**Records drawn from a dataset:**

◆ ◆ ◆ ◆ ◆

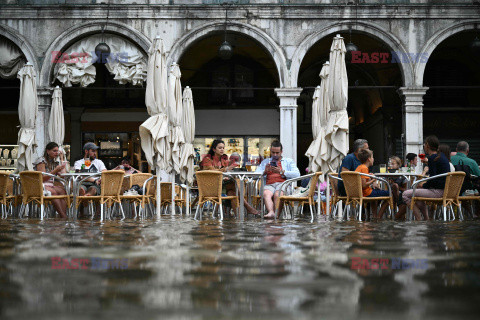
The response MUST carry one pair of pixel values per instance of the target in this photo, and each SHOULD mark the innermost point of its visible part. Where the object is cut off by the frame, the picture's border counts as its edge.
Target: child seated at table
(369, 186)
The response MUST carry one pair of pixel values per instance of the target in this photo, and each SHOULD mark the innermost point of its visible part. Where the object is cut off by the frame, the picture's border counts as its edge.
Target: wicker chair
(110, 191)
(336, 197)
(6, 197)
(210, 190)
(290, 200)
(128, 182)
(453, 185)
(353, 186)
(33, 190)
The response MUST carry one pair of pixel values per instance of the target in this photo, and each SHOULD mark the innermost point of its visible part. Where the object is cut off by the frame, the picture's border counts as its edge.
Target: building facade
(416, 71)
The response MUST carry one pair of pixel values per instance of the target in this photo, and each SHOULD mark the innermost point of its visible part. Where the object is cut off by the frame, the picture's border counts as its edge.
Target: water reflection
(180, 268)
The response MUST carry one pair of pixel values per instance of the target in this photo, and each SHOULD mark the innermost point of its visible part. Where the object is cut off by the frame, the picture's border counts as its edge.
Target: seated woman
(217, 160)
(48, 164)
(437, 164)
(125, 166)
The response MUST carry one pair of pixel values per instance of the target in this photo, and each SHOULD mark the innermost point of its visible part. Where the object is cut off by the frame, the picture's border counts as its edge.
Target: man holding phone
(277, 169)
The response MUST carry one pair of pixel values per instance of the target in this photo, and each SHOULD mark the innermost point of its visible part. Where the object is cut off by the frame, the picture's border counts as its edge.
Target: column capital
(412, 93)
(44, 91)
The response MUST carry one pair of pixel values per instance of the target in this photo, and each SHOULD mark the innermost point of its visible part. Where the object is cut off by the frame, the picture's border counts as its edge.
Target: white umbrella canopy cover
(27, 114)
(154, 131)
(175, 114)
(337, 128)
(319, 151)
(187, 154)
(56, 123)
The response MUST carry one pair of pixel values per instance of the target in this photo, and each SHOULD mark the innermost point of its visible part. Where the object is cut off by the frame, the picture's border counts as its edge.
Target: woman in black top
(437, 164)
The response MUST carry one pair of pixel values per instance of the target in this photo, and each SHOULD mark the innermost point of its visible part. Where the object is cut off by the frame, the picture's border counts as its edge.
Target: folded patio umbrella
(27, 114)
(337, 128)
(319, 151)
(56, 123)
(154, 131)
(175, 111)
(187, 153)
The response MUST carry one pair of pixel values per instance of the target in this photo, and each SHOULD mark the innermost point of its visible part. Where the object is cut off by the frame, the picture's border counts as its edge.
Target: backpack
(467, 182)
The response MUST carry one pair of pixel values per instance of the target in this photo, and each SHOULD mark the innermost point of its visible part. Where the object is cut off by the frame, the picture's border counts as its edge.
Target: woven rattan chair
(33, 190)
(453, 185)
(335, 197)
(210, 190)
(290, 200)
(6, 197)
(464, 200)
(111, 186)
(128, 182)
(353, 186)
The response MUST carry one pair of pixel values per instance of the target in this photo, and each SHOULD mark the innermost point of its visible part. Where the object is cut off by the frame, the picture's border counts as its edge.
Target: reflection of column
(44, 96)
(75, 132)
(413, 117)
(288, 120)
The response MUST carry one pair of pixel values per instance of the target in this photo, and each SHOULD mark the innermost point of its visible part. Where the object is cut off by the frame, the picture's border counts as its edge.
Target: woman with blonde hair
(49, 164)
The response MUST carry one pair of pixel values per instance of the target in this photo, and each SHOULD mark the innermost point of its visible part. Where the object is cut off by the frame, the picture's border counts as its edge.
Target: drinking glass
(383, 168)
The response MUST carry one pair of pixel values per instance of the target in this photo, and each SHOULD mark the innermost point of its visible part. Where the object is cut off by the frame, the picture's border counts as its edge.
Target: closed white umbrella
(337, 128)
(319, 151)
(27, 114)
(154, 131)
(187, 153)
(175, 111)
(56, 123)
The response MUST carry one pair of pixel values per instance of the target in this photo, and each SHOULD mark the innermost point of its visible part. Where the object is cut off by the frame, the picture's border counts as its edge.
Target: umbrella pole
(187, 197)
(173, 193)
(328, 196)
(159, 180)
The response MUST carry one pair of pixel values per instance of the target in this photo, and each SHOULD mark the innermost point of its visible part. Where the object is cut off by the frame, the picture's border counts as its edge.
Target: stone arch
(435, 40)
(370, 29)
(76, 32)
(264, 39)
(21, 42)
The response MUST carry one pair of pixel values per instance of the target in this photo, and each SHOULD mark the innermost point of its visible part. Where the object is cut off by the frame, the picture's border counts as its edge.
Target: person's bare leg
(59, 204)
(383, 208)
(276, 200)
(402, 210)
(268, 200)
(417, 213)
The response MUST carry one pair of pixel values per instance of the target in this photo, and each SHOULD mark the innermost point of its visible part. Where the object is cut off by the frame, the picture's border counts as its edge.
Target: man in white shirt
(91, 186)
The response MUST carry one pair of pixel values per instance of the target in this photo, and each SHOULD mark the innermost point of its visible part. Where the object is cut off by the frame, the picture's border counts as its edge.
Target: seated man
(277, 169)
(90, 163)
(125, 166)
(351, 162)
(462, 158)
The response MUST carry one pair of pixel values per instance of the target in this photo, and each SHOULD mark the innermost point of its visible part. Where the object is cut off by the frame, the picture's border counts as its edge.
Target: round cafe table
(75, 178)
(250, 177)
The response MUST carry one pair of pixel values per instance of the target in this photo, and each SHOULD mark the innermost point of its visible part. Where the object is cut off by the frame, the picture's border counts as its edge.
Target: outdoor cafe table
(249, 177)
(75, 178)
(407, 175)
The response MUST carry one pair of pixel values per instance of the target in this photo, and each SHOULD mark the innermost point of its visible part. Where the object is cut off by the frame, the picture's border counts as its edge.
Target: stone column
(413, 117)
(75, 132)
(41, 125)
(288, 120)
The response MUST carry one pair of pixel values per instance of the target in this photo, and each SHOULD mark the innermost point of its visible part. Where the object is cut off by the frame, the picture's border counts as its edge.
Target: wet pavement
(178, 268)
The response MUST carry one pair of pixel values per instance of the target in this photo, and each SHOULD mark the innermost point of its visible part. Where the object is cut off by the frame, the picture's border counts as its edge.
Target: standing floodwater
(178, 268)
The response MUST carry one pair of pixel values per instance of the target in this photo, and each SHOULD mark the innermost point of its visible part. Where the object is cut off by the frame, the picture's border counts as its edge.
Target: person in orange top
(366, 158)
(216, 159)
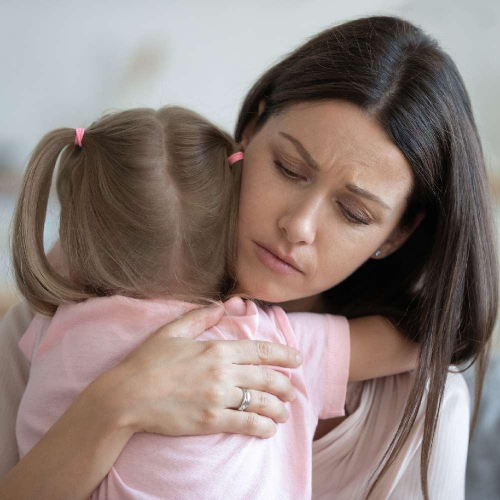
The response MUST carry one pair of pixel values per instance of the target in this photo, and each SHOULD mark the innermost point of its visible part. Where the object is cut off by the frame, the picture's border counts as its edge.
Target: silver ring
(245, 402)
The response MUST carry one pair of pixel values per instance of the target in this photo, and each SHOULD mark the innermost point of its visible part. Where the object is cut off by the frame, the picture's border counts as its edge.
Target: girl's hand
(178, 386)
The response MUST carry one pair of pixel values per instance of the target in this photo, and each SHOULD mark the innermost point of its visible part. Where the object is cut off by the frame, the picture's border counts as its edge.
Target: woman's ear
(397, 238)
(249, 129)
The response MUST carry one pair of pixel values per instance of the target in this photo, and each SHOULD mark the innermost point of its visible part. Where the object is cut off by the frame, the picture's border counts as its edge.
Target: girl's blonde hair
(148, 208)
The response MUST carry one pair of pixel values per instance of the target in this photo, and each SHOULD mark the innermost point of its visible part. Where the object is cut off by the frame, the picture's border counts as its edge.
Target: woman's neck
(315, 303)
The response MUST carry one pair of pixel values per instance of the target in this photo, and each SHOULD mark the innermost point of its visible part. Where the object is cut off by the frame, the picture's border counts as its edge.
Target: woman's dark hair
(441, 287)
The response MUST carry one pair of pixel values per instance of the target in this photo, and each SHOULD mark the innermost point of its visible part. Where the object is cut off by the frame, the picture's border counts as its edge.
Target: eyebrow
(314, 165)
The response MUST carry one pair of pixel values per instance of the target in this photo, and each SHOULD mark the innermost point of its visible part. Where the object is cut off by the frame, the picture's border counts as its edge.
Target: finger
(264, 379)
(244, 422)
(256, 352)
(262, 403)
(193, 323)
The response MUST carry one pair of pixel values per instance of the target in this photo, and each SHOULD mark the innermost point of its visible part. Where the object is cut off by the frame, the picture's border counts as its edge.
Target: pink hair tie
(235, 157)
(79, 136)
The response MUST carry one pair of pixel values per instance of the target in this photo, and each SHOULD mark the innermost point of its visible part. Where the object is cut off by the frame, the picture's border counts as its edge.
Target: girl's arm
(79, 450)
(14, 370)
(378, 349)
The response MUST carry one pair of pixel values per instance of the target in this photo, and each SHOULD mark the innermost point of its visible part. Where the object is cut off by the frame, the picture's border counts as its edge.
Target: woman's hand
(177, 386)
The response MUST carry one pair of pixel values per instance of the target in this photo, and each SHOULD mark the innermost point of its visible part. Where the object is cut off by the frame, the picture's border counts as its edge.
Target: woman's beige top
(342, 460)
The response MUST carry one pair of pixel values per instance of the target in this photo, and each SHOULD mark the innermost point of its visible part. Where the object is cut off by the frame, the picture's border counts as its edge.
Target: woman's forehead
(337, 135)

◆ ◆ ◆ ◆ ◆

All lines from the one containing "Target: woman's dark hair" through the end of the records, both ends included, are to be quoted exactly; please add nothing else.

Target: woman's dark hair
(441, 287)
The response MUST carry one pair of pixel values per instance of the target in this photo, and each SHOULD mark the innermost point of its visible part. Where the object is cut off by the frame, the picture's border counts as its edge.
Target: eyebrow
(314, 165)
The response MUST carry one pair of pixel values per instance of the target in this photo, and each SHOULD mark the innermost point of its visible part. Where the object is cut off by the frame, the picture's border counts as its edge.
Target: finger
(264, 379)
(244, 422)
(256, 352)
(262, 403)
(193, 323)
The response MUST carry one pair of pixel values per instance of the target in this photo, and each SHOULD mark the innermost point of its visible part. Where the object is cut off by the frame, the picture's border counts as its edge.
Target: pink hair tie
(235, 157)
(79, 136)
The response MUST carry one pair of pixel values per instance of the target in this photo, and each SHOULD mark the innermost point of its visible part. Where the object is cut off by the frame, the picture's border counts as its edge.
Target: girl's arm
(79, 450)
(14, 370)
(378, 349)
The response MUST carry one pair of pixel values per instance of the target in this photo, and each SHOULD mark the innermost point of its visible part. Where the object is cut off by the frame, the picture's border counts as its edge.
Target: woman's hand
(177, 386)
The response MUST carry one pair of pixel values per instance of the target in this photo, and each SHOULD mark the innermost point of its visible part. Where the object is cut off by the frame, the picture's border counts as its edge.
Target: woman's beige top
(342, 460)
The response MUST carry one pair of pixel values per instance of the target in this photo, and each SHOULD mark the innermost point of its visible part. Where the object is cut off by the frame, the picture's border counts as its edge.
Target: woman's forehead
(337, 135)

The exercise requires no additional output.